• Brief: Please restate word for word the lines of the entries below from the one with "Find the innermost point of each instance of the turquoise" to the one with "Find the innermost point of each instance of the pine", inclusive, and leave out every picture.

• Data under study:
■ ■ ■ ■ ■
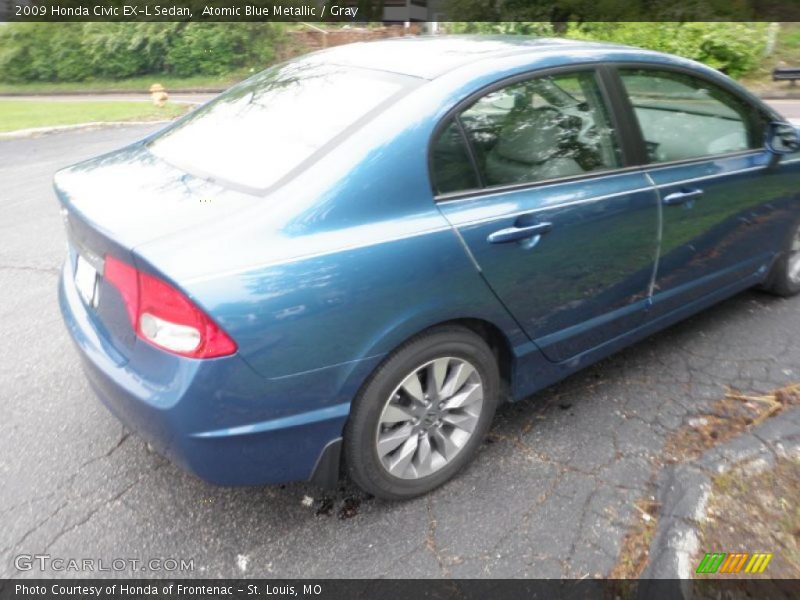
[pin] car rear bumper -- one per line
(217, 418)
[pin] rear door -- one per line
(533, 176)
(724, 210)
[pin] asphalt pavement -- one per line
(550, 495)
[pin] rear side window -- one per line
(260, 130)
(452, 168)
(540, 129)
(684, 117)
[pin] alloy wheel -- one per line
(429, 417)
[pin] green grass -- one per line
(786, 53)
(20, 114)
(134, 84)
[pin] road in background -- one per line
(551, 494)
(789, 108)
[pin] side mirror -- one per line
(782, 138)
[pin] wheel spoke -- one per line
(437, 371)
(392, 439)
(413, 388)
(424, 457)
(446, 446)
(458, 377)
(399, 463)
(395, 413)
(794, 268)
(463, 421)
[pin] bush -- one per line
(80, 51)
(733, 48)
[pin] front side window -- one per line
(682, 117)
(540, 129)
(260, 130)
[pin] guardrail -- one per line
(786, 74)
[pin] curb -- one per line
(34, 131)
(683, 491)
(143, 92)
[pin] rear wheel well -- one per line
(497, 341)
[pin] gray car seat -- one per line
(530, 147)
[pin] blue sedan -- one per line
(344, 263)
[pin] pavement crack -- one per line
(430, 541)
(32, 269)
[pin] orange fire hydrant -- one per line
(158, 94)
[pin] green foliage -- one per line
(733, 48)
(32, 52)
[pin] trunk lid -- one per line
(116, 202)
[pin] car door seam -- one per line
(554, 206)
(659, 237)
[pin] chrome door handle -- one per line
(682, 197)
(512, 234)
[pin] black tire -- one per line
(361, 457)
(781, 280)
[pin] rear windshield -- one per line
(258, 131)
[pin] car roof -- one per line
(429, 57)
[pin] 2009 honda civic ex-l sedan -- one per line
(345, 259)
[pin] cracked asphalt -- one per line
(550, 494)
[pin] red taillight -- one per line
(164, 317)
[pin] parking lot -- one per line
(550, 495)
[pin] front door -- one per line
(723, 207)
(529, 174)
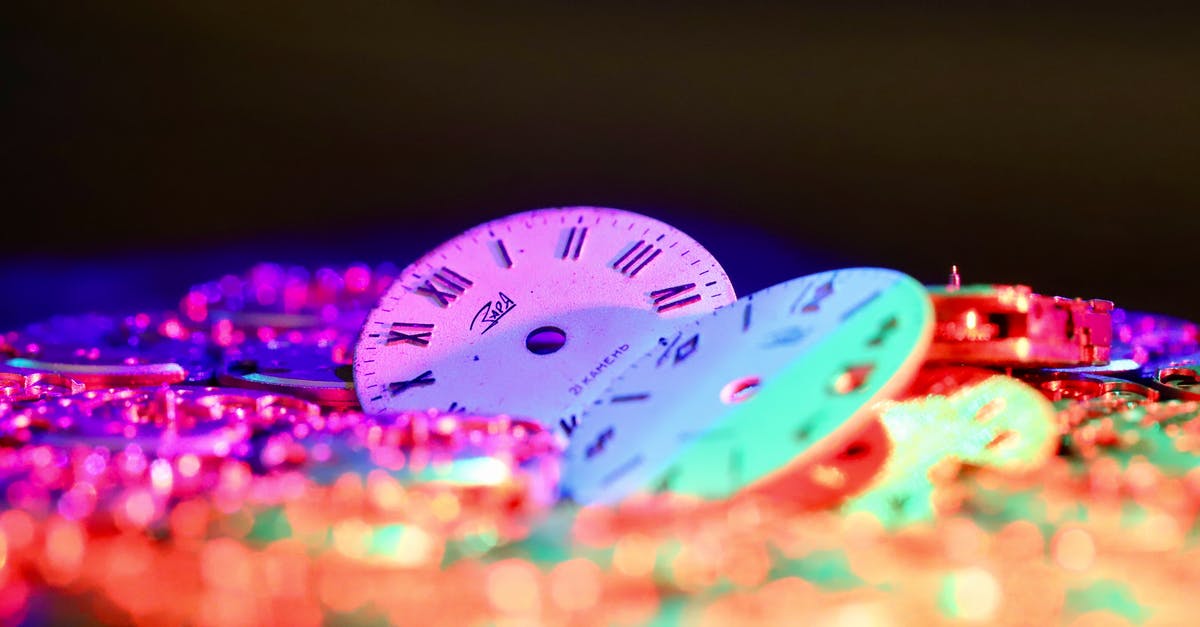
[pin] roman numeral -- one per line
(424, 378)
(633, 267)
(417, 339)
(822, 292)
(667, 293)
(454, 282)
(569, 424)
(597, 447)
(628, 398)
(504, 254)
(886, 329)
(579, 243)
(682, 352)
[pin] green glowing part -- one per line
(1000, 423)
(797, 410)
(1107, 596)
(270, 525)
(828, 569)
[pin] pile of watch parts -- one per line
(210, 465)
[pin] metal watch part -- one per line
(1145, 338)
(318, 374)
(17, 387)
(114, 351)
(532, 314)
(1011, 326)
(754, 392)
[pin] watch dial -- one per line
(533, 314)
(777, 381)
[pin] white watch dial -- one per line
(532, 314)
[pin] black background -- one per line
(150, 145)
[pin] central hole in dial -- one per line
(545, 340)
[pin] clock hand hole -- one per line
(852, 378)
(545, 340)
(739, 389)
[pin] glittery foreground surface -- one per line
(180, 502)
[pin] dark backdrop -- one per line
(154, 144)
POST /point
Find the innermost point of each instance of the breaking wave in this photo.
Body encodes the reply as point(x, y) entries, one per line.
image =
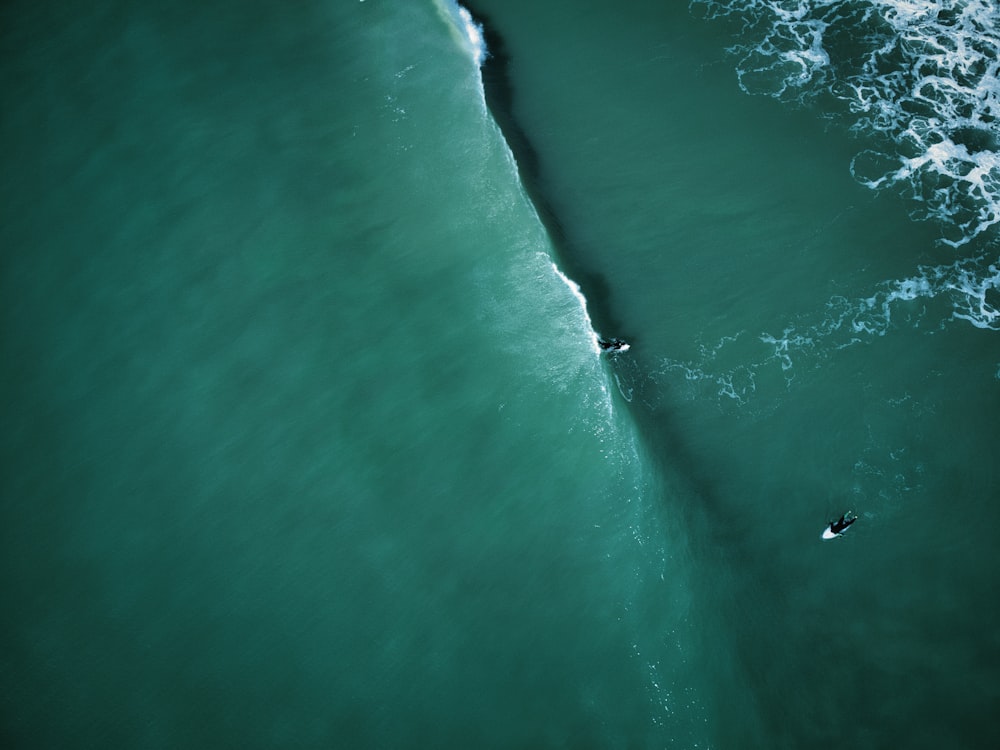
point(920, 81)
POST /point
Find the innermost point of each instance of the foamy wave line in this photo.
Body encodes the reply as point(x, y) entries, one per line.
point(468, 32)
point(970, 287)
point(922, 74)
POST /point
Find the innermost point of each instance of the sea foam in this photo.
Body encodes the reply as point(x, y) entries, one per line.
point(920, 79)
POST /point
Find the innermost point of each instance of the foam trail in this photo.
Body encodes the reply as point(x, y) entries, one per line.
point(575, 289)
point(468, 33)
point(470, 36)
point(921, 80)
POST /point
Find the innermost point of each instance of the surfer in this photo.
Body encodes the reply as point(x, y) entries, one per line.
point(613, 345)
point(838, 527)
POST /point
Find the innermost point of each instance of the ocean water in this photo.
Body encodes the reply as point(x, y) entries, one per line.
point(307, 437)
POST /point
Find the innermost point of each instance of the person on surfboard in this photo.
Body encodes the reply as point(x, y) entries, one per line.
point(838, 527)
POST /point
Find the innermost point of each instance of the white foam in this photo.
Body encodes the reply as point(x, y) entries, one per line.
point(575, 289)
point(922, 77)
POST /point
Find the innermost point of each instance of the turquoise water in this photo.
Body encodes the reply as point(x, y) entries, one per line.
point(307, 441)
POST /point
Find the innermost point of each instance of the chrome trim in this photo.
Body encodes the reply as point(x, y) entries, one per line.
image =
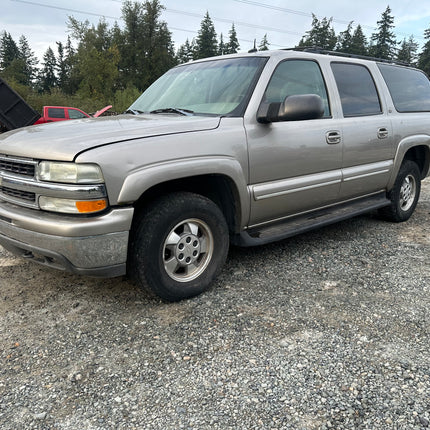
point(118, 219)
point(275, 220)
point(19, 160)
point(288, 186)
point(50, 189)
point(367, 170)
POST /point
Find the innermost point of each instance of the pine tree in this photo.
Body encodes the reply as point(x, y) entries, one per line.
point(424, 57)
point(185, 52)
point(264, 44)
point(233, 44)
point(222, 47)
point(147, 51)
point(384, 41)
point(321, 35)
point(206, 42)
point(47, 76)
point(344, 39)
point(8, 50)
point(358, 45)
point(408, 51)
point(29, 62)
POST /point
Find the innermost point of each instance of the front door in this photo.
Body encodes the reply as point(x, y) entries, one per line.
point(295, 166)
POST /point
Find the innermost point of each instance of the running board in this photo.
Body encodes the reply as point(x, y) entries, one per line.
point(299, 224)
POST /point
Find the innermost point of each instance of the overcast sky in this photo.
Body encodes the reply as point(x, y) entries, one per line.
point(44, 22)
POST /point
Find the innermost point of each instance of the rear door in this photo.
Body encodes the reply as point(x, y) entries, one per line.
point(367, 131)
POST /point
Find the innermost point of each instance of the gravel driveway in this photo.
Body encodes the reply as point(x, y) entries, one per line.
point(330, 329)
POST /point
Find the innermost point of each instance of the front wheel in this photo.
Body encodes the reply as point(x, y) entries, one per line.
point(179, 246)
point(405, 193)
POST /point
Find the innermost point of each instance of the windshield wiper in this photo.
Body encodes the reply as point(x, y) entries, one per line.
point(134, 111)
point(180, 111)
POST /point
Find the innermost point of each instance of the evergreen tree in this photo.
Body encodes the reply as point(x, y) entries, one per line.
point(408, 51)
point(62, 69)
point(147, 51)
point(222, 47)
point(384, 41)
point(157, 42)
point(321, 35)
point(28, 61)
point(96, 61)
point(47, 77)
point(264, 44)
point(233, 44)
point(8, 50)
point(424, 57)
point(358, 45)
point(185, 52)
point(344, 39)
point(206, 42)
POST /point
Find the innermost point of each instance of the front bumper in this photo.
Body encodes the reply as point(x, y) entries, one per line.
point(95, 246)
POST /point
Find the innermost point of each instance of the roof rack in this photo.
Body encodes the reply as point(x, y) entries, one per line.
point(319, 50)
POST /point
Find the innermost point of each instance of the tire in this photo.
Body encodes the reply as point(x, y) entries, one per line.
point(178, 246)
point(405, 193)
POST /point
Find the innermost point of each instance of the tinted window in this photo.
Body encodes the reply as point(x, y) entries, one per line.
■ ■ ■ ■ ■
• Response to this exercise:
Find the innermost point of each instance of the turquoise water in this photo.
Body encodes the reply as point(x, y) entries, one per line.
point(307, 441)
POST /point
Find the innermost point of each instance of the chrome trim in this photo.
Body encodes the reply as point(x, y) entries, one per line.
image =
point(118, 219)
point(275, 220)
point(19, 160)
point(288, 186)
point(50, 189)
point(367, 170)
POST /point
Find the innermost point of each instance of the pine tree in this photo.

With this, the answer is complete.